◆ Problem description:
Pull out every line from the line containing "trace --target=rigging line" through the end of the material, both ends included, and reproduce it exactly. Keep pictures out.

Items from a dataset
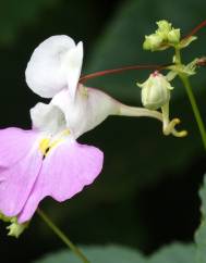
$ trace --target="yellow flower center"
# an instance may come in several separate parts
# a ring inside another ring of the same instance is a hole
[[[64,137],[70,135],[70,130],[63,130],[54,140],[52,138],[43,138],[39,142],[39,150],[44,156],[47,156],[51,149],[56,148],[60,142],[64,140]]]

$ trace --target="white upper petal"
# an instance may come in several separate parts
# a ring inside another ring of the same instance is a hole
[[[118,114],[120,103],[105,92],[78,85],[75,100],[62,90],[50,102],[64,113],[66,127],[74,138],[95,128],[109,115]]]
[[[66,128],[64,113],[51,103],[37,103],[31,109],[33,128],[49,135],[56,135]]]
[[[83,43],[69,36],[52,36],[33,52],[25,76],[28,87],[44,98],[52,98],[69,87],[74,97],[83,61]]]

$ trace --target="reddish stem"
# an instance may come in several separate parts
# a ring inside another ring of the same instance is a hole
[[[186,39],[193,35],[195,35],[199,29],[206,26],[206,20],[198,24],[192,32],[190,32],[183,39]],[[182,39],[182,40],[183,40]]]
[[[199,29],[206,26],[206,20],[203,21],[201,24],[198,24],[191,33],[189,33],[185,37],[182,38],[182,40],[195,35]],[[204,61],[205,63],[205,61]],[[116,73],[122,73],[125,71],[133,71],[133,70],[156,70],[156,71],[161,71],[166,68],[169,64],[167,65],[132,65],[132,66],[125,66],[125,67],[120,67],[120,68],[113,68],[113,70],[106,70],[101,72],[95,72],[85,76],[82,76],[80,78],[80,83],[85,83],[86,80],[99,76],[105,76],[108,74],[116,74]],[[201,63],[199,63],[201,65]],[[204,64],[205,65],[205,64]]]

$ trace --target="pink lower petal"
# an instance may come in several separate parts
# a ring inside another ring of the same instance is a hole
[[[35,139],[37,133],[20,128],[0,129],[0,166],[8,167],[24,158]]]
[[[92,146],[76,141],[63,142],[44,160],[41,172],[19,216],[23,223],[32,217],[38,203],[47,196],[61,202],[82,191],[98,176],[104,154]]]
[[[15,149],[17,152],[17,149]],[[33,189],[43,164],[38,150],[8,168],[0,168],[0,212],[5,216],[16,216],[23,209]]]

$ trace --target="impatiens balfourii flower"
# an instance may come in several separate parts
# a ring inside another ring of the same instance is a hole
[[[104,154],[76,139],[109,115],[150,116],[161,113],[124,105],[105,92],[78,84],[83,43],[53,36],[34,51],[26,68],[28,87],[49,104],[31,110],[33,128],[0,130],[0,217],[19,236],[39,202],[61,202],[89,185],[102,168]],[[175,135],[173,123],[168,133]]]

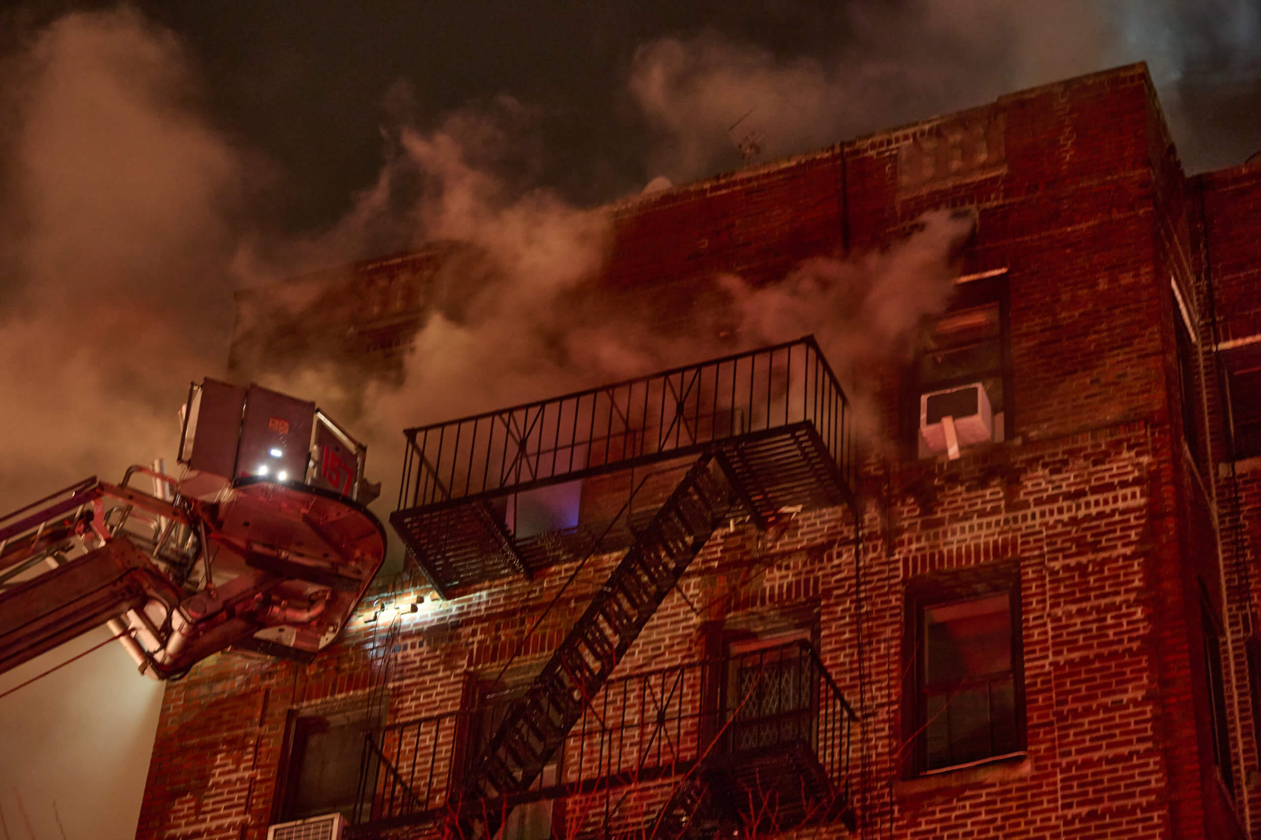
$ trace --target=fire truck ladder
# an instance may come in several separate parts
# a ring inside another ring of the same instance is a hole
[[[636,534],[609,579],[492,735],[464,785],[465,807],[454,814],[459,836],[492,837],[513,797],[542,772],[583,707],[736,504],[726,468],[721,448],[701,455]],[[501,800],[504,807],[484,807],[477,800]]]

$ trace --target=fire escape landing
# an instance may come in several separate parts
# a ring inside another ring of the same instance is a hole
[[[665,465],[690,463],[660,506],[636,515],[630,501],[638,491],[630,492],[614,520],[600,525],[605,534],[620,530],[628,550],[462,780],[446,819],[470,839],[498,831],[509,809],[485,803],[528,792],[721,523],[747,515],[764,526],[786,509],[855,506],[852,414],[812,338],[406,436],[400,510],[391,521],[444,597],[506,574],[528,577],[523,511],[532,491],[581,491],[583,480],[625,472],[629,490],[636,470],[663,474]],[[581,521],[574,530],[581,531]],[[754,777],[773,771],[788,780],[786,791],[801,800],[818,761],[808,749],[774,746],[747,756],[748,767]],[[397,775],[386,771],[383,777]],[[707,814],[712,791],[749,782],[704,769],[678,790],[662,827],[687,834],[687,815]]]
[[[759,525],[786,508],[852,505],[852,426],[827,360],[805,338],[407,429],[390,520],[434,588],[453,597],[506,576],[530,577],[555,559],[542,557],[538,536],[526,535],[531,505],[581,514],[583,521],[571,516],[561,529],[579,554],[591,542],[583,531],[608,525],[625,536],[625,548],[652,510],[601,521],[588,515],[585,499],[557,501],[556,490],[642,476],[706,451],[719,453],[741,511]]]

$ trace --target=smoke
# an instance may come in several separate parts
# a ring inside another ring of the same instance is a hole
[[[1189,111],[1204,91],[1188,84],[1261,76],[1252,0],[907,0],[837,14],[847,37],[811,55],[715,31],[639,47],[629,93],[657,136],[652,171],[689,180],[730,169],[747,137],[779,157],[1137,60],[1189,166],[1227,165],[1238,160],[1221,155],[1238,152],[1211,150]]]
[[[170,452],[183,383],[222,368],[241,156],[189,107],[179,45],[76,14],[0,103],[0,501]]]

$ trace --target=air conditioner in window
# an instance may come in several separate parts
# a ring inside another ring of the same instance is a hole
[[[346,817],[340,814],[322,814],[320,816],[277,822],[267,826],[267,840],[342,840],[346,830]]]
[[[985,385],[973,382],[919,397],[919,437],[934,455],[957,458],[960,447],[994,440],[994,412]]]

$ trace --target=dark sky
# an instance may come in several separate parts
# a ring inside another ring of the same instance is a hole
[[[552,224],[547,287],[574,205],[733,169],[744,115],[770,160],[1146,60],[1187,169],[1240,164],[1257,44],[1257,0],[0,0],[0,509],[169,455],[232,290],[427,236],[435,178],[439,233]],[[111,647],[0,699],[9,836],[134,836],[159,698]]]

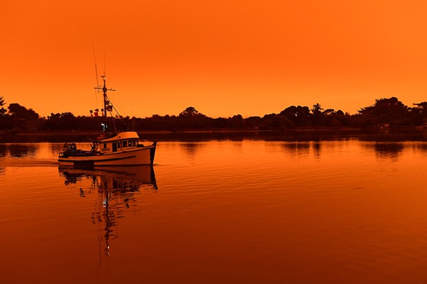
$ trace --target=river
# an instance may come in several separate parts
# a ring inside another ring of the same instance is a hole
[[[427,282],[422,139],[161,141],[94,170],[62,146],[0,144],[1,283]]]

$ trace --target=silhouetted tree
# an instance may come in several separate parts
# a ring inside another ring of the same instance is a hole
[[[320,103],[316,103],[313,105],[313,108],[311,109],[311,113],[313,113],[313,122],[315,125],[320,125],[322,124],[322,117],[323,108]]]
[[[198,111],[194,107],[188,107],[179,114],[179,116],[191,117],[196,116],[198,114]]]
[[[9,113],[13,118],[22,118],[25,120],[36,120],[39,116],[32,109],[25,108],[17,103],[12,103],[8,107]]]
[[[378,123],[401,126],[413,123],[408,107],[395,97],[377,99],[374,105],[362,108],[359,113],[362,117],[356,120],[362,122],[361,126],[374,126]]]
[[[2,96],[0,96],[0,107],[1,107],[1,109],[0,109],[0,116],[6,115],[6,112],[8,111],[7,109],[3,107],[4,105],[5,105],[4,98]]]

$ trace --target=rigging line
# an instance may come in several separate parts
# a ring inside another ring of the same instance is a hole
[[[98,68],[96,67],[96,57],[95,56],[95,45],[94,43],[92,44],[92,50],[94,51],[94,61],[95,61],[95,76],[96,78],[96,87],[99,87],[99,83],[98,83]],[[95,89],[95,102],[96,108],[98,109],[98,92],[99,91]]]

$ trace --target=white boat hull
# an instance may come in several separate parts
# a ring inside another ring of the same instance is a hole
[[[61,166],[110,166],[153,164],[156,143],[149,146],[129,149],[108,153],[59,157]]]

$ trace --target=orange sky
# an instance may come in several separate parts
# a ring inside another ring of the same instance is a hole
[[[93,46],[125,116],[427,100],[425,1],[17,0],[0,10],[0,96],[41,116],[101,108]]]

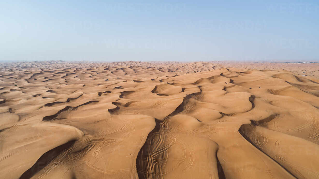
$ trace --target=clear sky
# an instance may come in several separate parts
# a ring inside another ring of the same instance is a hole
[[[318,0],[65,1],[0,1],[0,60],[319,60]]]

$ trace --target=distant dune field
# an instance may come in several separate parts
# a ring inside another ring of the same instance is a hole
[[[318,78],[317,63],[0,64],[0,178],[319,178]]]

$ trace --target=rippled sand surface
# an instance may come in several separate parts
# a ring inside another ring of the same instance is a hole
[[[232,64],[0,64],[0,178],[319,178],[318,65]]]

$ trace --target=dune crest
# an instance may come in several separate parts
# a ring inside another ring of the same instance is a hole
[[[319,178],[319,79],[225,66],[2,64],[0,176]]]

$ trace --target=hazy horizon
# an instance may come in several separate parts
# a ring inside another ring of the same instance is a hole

◆ Answer for this exercise:
$ trace --target=rigging line
# an instance may come in several separate parts
# a ring inside another ring of the same instance is a hole
[[[98,68],[96,67],[96,57],[95,56],[95,45],[94,43],[92,44],[92,50],[94,51],[94,61],[95,61],[95,76],[96,78],[96,87],[99,87],[99,83],[98,83]],[[95,89],[95,102],[96,108],[98,109],[98,92],[99,91]]]

$ trace --target=white boat hull
# an instance may come in several separate parts
# a ring inside another ring of the same instance is a hole
[[[61,166],[110,166],[153,164],[156,143],[149,146],[129,149],[108,153],[59,157]]]

$ trace --target=orange sky
# an instance may come in several separate parts
# a ring inside another ring of the same instance is a hole
[[[93,46],[125,116],[427,100],[425,1],[17,0],[0,10],[0,96],[41,116],[101,108]]]

$ trace --target=clear sky
# an instance may come in several separate parts
# a ring inside another ring of the same instance is a hole
[[[318,0],[65,1],[0,1],[0,60],[319,60]]]

$ trace --target=distant dune field
# an instance may come in several separate parts
# a ring inside another ring of the same instance is a hole
[[[318,78],[317,63],[0,64],[0,178],[319,178]]]

$ trace --target=rippled sand surface
# an instance may come in several separate parts
# a ring inside another ring of the same instance is a hole
[[[232,64],[0,64],[0,178],[319,178],[318,65]]]

$ trace --target=dune crest
# an instance may come in several separate parts
# a ring inside another ring of the same instance is a hole
[[[319,178],[319,79],[225,66],[2,64],[0,176]]]

$ trace --target=hazy horizon
# an instance may come in several separate parts
# a ring inside another ring of the same instance is a hole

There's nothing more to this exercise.